═══ Source records ═══

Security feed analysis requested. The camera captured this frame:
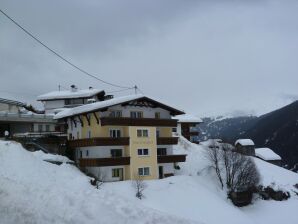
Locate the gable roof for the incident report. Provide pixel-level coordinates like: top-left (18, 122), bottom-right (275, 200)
top-left (255, 148), bottom-right (281, 160)
top-left (0, 98), bottom-right (27, 107)
top-left (235, 139), bottom-right (255, 146)
top-left (54, 94), bottom-right (184, 119)
top-left (173, 114), bottom-right (203, 123)
top-left (37, 89), bottom-right (105, 101)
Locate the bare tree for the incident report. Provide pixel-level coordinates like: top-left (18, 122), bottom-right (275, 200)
top-left (133, 175), bottom-right (147, 199)
top-left (206, 140), bottom-right (224, 189)
top-left (222, 146), bottom-right (260, 191)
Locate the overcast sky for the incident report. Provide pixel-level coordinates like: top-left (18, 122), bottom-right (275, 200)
top-left (0, 0), bottom-right (298, 116)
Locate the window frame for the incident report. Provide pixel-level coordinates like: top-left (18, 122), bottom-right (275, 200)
top-left (137, 128), bottom-right (150, 138)
top-left (138, 166), bottom-right (151, 177)
top-left (137, 148), bottom-right (150, 157)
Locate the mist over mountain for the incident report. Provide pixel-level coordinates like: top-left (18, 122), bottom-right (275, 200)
top-left (199, 101), bottom-right (298, 167)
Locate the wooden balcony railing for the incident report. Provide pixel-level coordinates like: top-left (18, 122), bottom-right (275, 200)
top-left (68, 137), bottom-right (129, 148)
top-left (79, 157), bottom-right (130, 167)
top-left (157, 155), bottom-right (186, 163)
top-left (157, 137), bottom-right (178, 145)
top-left (100, 117), bottom-right (177, 127)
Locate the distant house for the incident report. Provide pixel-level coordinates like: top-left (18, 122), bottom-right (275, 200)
top-left (0, 98), bottom-right (57, 137)
top-left (235, 139), bottom-right (255, 156)
top-left (255, 148), bottom-right (282, 166)
top-left (173, 114), bottom-right (203, 143)
top-left (37, 85), bottom-right (106, 114)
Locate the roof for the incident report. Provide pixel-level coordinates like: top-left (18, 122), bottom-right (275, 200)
top-left (255, 148), bottom-right (281, 160)
top-left (235, 139), bottom-right (255, 146)
top-left (0, 98), bottom-right (27, 107)
top-left (54, 94), bottom-right (184, 119)
top-left (173, 114), bottom-right (203, 123)
top-left (37, 89), bottom-right (104, 101)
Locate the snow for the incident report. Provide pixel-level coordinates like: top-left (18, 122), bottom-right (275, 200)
top-left (255, 148), bottom-right (281, 160)
top-left (32, 150), bottom-right (72, 163)
top-left (173, 114), bottom-right (203, 123)
top-left (235, 139), bottom-right (255, 146)
top-left (0, 141), bottom-right (199, 224)
top-left (0, 136), bottom-right (298, 224)
top-left (54, 94), bottom-right (184, 119)
top-left (37, 89), bottom-right (103, 101)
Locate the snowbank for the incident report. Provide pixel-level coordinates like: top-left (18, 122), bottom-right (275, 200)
top-left (0, 141), bottom-right (195, 224)
top-left (255, 148), bottom-right (281, 160)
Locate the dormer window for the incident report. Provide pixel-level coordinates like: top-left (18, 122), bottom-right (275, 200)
top-left (130, 111), bottom-right (143, 118)
top-left (109, 110), bottom-right (122, 117)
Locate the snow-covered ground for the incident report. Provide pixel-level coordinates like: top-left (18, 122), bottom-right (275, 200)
top-left (0, 138), bottom-right (298, 224)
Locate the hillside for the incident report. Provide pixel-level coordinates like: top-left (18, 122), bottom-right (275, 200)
top-left (241, 101), bottom-right (298, 166)
top-left (199, 116), bottom-right (258, 141)
top-left (0, 138), bottom-right (298, 224)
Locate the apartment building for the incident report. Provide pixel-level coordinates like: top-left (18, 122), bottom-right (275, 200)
top-left (55, 95), bottom-right (186, 181)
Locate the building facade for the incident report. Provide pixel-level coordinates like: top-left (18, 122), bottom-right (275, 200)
top-left (55, 95), bottom-right (186, 181)
top-left (37, 85), bottom-right (107, 114)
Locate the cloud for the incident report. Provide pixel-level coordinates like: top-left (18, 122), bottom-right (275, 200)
top-left (0, 0), bottom-right (298, 116)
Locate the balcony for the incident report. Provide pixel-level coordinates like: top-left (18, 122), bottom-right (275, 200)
top-left (79, 157), bottom-right (130, 167)
top-left (68, 137), bottom-right (129, 148)
top-left (157, 137), bottom-right (178, 145)
top-left (100, 117), bottom-right (177, 127)
top-left (157, 155), bottom-right (186, 163)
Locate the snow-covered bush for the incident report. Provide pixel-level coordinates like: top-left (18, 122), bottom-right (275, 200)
top-left (133, 175), bottom-right (147, 199)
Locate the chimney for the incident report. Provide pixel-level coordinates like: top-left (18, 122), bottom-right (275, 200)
top-left (70, 85), bottom-right (78, 92)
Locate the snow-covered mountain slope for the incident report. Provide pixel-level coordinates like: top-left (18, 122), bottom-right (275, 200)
top-left (0, 137), bottom-right (298, 224)
top-left (0, 141), bottom-right (197, 224)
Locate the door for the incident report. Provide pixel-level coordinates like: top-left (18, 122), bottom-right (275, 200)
top-left (158, 166), bottom-right (163, 179)
top-left (119, 168), bottom-right (124, 180)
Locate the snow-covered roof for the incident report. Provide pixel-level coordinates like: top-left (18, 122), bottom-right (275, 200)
top-left (173, 114), bottom-right (203, 123)
top-left (37, 89), bottom-right (104, 101)
top-left (255, 148), bottom-right (281, 160)
top-left (54, 94), bottom-right (184, 119)
top-left (235, 139), bottom-right (255, 146)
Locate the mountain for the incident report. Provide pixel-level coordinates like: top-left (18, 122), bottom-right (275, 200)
top-left (199, 116), bottom-right (258, 142)
top-left (241, 101), bottom-right (298, 166)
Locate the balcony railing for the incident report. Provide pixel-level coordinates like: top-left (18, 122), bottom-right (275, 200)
top-left (68, 137), bottom-right (129, 148)
top-left (157, 137), bottom-right (178, 145)
top-left (79, 157), bottom-right (130, 167)
top-left (100, 117), bottom-right (177, 127)
top-left (157, 155), bottom-right (186, 163)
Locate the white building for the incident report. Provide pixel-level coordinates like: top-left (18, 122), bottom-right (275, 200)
top-left (37, 85), bottom-right (107, 114)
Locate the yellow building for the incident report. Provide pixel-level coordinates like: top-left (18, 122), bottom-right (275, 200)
top-left (55, 95), bottom-right (186, 181)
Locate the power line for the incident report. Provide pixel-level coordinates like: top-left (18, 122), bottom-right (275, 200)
top-left (0, 9), bottom-right (131, 89)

═══

What to produce:
Can you reproduce every one of the entries above word for word, leaving the pictures out?

Written response:
Security feed analysis requested. The camera captured this frame:
Locate the gable roof for the incident report. Provide pixel-level coordinates like: top-left (18, 122), bottom-right (275, 200)
top-left (255, 148), bottom-right (281, 160)
top-left (0, 98), bottom-right (27, 107)
top-left (235, 139), bottom-right (255, 146)
top-left (54, 94), bottom-right (184, 119)
top-left (173, 114), bottom-right (203, 123)
top-left (37, 89), bottom-right (105, 101)
Locate the bare tree for the incident report. Provide pixel-level coordinates like: top-left (18, 122), bottom-right (275, 200)
top-left (133, 175), bottom-right (147, 199)
top-left (206, 140), bottom-right (224, 189)
top-left (222, 146), bottom-right (260, 191)
Locate the overcast sky for the incident report. Provide pixel-level coordinates like: top-left (18, 122), bottom-right (275, 200)
top-left (0, 0), bottom-right (298, 116)
Locate the window frame for the incident report. Provide pixel-level coordinates like: top-left (18, 122), bottom-right (275, 200)
top-left (137, 128), bottom-right (150, 138)
top-left (138, 166), bottom-right (151, 177)
top-left (137, 148), bottom-right (150, 157)
Locate the mist over mountain for the incident report. Provide pixel-level coordinates like: top-left (18, 122), bottom-right (275, 200)
top-left (199, 101), bottom-right (298, 167)
Locate the wooden balcony railing for the incident report. Provide pixel-level coordinates like: top-left (18, 122), bottom-right (275, 200)
top-left (68, 137), bottom-right (129, 148)
top-left (79, 157), bottom-right (130, 167)
top-left (157, 155), bottom-right (186, 163)
top-left (157, 137), bottom-right (178, 145)
top-left (100, 117), bottom-right (177, 127)
Locate the distant house for the incident report. Provide pixel-level coordinates like: top-left (18, 122), bottom-right (275, 200)
top-left (0, 98), bottom-right (57, 137)
top-left (235, 139), bottom-right (255, 156)
top-left (255, 148), bottom-right (282, 166)
top-left (173, 114), bottom-right (203, 143)
top-left (37, 85), bottom-right (106, 114)
Locate the roof for the incident report. Provide pixel-level coordinates like: top-left (18, 122), bottom-right (275, 200)
top-left (255, 148), bottom-right (281, 160)
top-left (235, 139), bottom-right (255, 146)
top-left (0, 98), bottom-right (27, 107)
top-left (54, 94), bottom-right (184, 119)
top-left (173, 114), bottom-right (203, 123)
top-left (37, 89), bottom-right (104, 101)
Locate the snow for the incident report. Provide pixel-level coordinates like: top-left (18, 122), bottom-right (275, 200)
top-left (255, 148), bottom-right (281, 160)
top-left (32, 150), bottom-right (72, 163)
top-left (173, 114), bottom-right (203, 123)
top-left (235, 139), bottom-right (255, 146)
top-left (0, 141), bottom-right (199, 224)
top-left (0, 136), bottom-right (298, 224)
top-left (54, 94), bottom-right (184, 119)
top-left (37, 89), bottom-right (103, 101)
Locate the snowbank for the incident report. Provide pixel-level coordinates like: top-left (18, 122), bottom-right (275, 200)
top-left (0, 141), bottom-right (195, 224)
top-left (255, 148), bottom-right (281, 160)
Locate the dormer window for the incident report. Provide pixel-level coordinates like: top-left (18, 122), bottom-right (275, 200)
top-left (130, 111), bottom-right (143, 118)
top-left (109, 110), bottom-right (122, 117)
Locate the snow-covered ground for the incident report. Provide pixel-level coordinates like: top-left (18, 122), bottom-right (275, 200)
top-left (0, 138), bottom-right (298, 224)
Locate the hillside for the incident report. Provide pixel-level coordinates like: top-left (18, 122), bottom-right (275, 200)
top-left (241, 101), bottom-right (298, 166)
top-left (199, 116), bottom-right (258, 141)
top-left (0, 138), bottom-right (298, 224)
Locate the apartment building for the incident report. Provide pixel-level coordinates like: top-left (18, 122), bottom-right (275, 200)
top-left (55, 95), bottom-right (186, 181)
Locate the building facade for the incident report. Provide pixel-level coordinates like: top-left (18, 122), bottom-right (275, 200)
top-left (55, 95), bottom-right (186, 181)
top-left (37, 85), bottom-right (107, 114)
Locate the cloud for the incident report. Provide pixel-level coordinates like: top-left (18, 122), bottom-right (275, 200)
top-left (0, 0), bottom-right (298, 116)
Locate the balcony for the incident report. Provide pixel-level coordinates like: top-left (18, 122), bottom-right (275, 200)
top-left (79, 157), bottom-right (130, 167)
top-left (68, 137), bottom-right (129, 148)
top-left (157, 137), bottom-right (178, 145)
top-left (100, 117), bottom-right (177, 127)
top-left (157, 155), bottom-right (186, 163)
Locate the snow-covered bush for the incident report. Provide pixel-level coordinates like: top-left (18, 122), bottom-right (275, 200)
top-left (133, 175), bottom-right (147, 199)
Locate the chimney for the incident report. Provide pixel-level coordinates like: top-left (18, 122), bottom-right (275, 200)
top-left (70, 85), bottom-right (78, 92)
Locate the snow-covered mountain slope for the incident report. Provide pixel-level coordinates like: top-left (18, 122), bottom-right (275, 200)
top-left (0, 137), bottom-right (298, 224)
top-left (0, 141), bottom-right (197, 224)
Locate the door for the incident report. Provide pixel-level coordinates like: top-left (18, 122), bottom-right (275, 200)
top-left (158, 166), bottom-right (163, 179)
top-left (119, 168), bottom-right (124, 180)
Locate the snow-covered roof for the incident report. Provide pixel-level coordinates like: top-left (18, 122), bottom-right (275, 200)
top-left (173, 114), bottom-right (203, 123)
top-left (37, 89), bottom-right (104, 101)
top-left (255, 148), bottom-right (281, 160)
top-left (54, 94), bottom-right (184, 119)
top-left (235, 139), bottom-right (255, 146)
Locate the mountain for the incident report. Provide pixel-level coordinates like: top-left (18, 122), bottom-right (275, 200)
top-left (199, 116), bottom-right (258, 142)
top-left (241, 101), bottom-right (298, 166)
Locate the balcony railing for the incident report. Provide pixel-level coordinates like: top-left (18, 122), bottom-right (275, 200)
top-left (68, 137), bottom-right (129, 148)
top-left (157, 137), bottom-right (178, 145)
top-left (79, 157), bottom-right (130, 167)
top-left (100, 117), bottom-right (177, 127)
top-left (157, 155), bottom-right (186, 163)
Locate the white building for the incident report. Provide pixel-level coordinates like: top-left (18, 122), bottom-right (275, 200)
top-left (37, 85), bottom-right (107, 114)
Locate the yellow building for the incident report. Provide pixel-level coordinates like: top-left (18, 122), bottom-right (275, 200)
top-left (55, 95), bottom-right (186, 181)
Locate the power line for the incident report. Provide pixel-level coordinates like: top-left (18, 122), bottom-right (275, 200)
top-left (0, 9), bottom-right (131, 89)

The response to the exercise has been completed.